» TASK OBJECTIVE
The full set of entries has to be output exactly.

(Point-per-instance localization data)

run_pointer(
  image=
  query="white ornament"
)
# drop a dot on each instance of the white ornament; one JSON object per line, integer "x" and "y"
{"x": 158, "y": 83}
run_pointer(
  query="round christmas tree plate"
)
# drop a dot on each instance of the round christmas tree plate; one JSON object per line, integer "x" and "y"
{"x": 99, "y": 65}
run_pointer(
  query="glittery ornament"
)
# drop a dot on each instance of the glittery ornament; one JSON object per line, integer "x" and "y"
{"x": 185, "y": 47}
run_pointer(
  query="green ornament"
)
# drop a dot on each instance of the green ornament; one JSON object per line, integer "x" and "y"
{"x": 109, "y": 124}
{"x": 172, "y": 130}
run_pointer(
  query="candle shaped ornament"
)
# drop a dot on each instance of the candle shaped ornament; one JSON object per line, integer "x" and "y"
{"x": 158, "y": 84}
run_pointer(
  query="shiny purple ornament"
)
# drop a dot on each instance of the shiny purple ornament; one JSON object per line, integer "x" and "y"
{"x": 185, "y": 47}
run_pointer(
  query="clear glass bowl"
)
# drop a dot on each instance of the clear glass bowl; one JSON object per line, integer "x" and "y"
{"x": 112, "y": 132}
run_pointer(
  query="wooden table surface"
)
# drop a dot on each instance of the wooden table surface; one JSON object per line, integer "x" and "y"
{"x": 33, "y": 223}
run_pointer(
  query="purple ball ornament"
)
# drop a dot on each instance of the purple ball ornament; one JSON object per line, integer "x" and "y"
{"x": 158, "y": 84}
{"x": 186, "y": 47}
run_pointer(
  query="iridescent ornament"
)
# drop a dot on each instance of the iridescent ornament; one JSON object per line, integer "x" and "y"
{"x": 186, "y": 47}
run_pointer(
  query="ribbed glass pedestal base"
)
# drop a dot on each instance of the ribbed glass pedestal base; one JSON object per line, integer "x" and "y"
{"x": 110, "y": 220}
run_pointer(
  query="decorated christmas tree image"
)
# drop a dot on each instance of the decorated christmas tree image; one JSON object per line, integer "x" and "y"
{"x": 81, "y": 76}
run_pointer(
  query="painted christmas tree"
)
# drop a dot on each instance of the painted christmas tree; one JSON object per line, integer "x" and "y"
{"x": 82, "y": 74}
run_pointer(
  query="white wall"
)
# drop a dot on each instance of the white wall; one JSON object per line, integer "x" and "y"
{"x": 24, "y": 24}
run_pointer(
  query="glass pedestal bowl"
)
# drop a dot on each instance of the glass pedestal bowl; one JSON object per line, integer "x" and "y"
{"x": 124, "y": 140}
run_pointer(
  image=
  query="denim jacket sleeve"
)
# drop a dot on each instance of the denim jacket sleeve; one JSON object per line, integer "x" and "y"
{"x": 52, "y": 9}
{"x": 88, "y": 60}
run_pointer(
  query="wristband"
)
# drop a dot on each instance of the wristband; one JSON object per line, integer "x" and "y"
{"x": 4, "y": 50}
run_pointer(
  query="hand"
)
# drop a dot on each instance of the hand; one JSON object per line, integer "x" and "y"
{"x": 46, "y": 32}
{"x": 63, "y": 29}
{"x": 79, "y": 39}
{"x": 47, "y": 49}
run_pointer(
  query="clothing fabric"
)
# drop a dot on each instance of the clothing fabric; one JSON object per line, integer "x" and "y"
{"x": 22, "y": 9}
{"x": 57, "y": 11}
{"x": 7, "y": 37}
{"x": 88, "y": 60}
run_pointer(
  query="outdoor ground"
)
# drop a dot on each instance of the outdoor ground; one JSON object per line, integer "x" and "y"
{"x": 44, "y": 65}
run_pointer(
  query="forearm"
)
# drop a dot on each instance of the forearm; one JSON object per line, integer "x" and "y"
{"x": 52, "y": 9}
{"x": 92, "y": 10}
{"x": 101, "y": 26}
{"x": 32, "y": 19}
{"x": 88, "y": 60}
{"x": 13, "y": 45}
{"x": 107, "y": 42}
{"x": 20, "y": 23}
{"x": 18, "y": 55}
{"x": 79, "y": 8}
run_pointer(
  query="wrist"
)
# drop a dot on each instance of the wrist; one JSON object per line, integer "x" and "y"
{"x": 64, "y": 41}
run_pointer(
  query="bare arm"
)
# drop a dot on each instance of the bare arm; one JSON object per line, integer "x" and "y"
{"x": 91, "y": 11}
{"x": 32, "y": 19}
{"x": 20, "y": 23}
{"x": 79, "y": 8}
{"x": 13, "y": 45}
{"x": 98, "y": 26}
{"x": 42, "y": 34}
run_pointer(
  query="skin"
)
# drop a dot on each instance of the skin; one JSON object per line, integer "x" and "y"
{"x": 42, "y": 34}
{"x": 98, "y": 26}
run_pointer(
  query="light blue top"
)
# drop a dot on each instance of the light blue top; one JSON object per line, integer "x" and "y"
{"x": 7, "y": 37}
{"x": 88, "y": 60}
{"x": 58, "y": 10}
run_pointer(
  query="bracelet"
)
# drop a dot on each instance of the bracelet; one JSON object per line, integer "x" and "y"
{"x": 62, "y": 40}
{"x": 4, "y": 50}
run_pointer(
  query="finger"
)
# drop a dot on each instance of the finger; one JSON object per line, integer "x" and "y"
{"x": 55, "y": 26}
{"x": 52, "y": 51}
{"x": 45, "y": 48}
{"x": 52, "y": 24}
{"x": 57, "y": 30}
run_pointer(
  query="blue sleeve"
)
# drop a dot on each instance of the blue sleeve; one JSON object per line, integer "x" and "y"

» OUTPUT OF THE EXERCISE
run_pointer(
  image=
  query="white ornament"
)
# drop a dot on each instance of the white ornament; one JSON object per line, integer "x" and "y"
{"x": 158, "y": 83}
run_pointer(
  query="round christmas tree plate"
)
# drop a dot on each instance of the round christmas tree plate; one JSON object per line, integer "x" and "y"
{"x": 99, "y": 65}
run_pointer(
  query="glittery ornament"
)
# drop a dot on each instance of the glittery ornament; one JSON object per line, integer "x" and "y"
{"x": 185, "y": 47}
run_pointer(
  query="green ornament"
)
# drop a dot on each instance of the green ornament; one JSON object per line, integer "x" and "y"
{"x": 109, "y": 124}
{"x": 172, "y": 130}
run_pointer(
  query="candle shaped ornament"
)
# drop a dot on each instance of the candle shaped ornament; one JSON object per line, integer "x" and "y"
{"x": 158, "y": 84}
run_pointer(
  query="shiny purple ornament"
)
# drop a dot on each instance of the shiny purple ornament; one JSON object per line, integer "x" and "y"
{"x": 185, "y": 47}
run_pointer(
  query="clear glass bowl"
)
# drop a dot on each instance of the clear glass bowl; one JSON object per line, integer "x" and "y"
{"x": 112, "y": 132}
run_pointer(
  query="wooden table surface"
)
# drop a dot on each instance of the wooden table surface; one JSON object per line, integer "x" and "y"
{"x": 33, "y": 223}
run_pointer(
  query="purple ball ornament"
)
# drop a dot on each instance of the purple ball ornament; one JSON object per line, integer "x" and "y"
{"x": 158, "y": 84}
{"x": 186, "y": 47}
run_pointer(
  query="iridescent ornament"
)
# drop a dot on each instance of the iridescent ornament; one JSON object per line, integer "x" and "y"
{"x": 186, "y": 47}
run_pointer(
  query="ribbed glass pedestal base"
)
# drop a dot on each instance of the ribbed glass pedestal base; one JSON object per line, integer "x" and "y"
{"x": 110, "y": 220}
run_pointer(
  query="decorated christmas tree image"
)
# drop a dot on each instance of the decorated christmas tree image; one JSON object per line, integer "x" and "y"
{"x": 81, "y": 76}
run_pointer(
  query="painted christmas tree"
)
# drop a dot on each instance of the painted christmas tree; one JSON object per line, integer "x" and "y"
{"x": 82, "y": 74}
run_pointer(
  query="white wall"
)
# drop a dot on each instance of the white wall; one JSON object per line, integer "x" and "y"
{"x": 24, "y": 24}
run_pointer(
  query="glass pedestal bowl"
)
# drop a dot on each instance of the glass pedestal bowl; one JSON object per line, integer "x" and "y"
{"x": 124, "y": 140}
run_pointer(
  image=
  query="denim jacket sleeve"
)
# drop a dot on each instance of the denim jacket sleeve; one JSON object per line, integer "x" and "y"
{"x": 52, "y": 9}
{"x": 88, "y": 60}
run_pointer(
  query="wristband"
)
# drop a dot on each instance of the wristband; one JSON object per line, integer "x" and "y"
{"x": 4, "y": 50}
run_pointer(
  query="hand"
)
# drop a dot on each instance of the hand; one JSON object per line, integer "x" and "y"
{"x": 46, "y": 32}
{"x": 63, "y": 29}
{"x": 79, "y": 39}
{"x": 47, "y": 49}
run_pointer(
  query="clothing fabric"
)
# drop a dot on each instance of the clothing fabric; one JSON object per line, integer "x" and "y"
{"x": 22, "y": 9}
{"x": 57, "y": 11}
{"x": 7, "y": 37}
{"x": 88, "y": 60}
run_pointer(
  query="outdoor ground"
)
# drop a dot on each instance of the outdoor ground; one JSON object per line, integer "x" and "y"
{"x": 44, "y": 65}
run_pointer(
  query="forearm"
)
# drop a dot on each instance of the forearm; one JSON object per line, integer "x" and "y"
{"x": 52, "y": 9}
{"x": 92, "y": 10}
{"x": 101, "y": 26}
{"x": 32, "y": 19}
{"x": 88, "y": 60}
{"x": 13, "y": 45}
{"x": 107, "y": 42}
{"x": 20, "y": 23}
{"x": 18, "y": 55}
{"x": 79, "y": 8}
run_pointer(
  query="wrist"
)
# drop a dot on each instance of the wrist; one JSON object per line, integer "x" and "y"
{"x": 64, "y": 41}
run_pointer(
  query="bare arm"
)
# drop a dot on each instance of the bare arm; one JSON object per line, integer "x" and "y"
{"x": 91, "y": 11}
{"x": 32, "y": 19}
{"x": 20, "y": 23}
{"x": 79, "y": 8}
{"x": 13, "y": 45}
{"x": 98, "y": 26}
{"x": 42, "y": 34}
run_pointer(
  query="skin"
)
# drop a dot on each instance of the skin; one JSON object per line, integer "x" and "y"
{"x": 42, "y": 34}
{"x": 98, "y": 26}
run_pointer(
  query="light blue top"
)
# drop a dot on each instance of the light blue top; one JSON object per line, integer "x" and "y"
{"x": 7, "y": 37}
{"x": 88, "y": 60}
{"x": 58, "y": 10}
run_pointer(
  query="bracelet"
)
# drop a dot on each instance of the bracelet; one JSON object per line, integer "x" and "y"
{"x": 62, "y": 40}
{"x": 4, "y": 50}
run_pointer(
  query="finger"
)
# drop a dot on each instance of the finger; one JSON object per line, integer "x" and "y"
{"x": 55, "y": 26}
{"x": 52, "y": 51}
{"x": 45, "y": 48}
{"x": 52, "y": 24}
{"x": 57, "y": 30}
run_pointer(
  query="blue sleeve"
)
# drop a dot on each instance of the blue sleeve; one JSON object per line, integer "x" and "y"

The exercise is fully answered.